Aim of the exercise » Everything from the line containing "Identify each instance of the microwave" through the last line of the material below is to be copied exactly, ends included.

Material for the task »
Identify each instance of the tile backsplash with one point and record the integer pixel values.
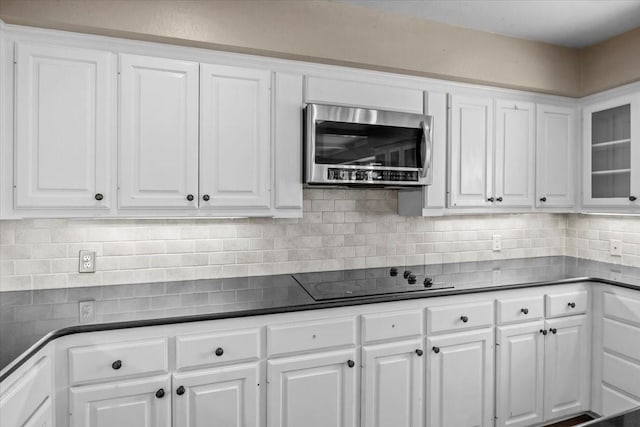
(340, 229)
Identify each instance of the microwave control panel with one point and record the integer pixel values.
(335, 174)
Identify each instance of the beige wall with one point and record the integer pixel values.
(320, 31)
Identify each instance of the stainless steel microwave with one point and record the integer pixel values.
(358, 146)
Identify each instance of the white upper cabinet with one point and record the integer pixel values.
(63, 127)
(514, 165)
(235, 135)
(555, 156)
(471, 151)
(611, 152)
(158, 147)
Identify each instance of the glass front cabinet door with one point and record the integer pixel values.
(611, 153)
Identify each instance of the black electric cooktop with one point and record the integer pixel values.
(332, 285)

Output for this task »
Identify each instance of the microwave control panel with one point and record the integer pixel values.
(335, 174)
Identify each instance of the beige wall with one point and record the integer pixel values.
(320, 31)
Identify each instance of the stainless steel microwave with one point and record the integer pixel values.
(358, 146)
Identify each instance of the white upper cabinet with one point and record the integer pixel values.
(63, 127)
(514, 165)
(235, 135)
(555, 156)
(471, 151)
(611, 152)
(158, 147)
Identify each instance of the glass front cabinet door with one point and record the integer pixel values.
(611, 153)
Identify each instance of the black electric cooktop with one point and record the integer pixel values.
(332, 285)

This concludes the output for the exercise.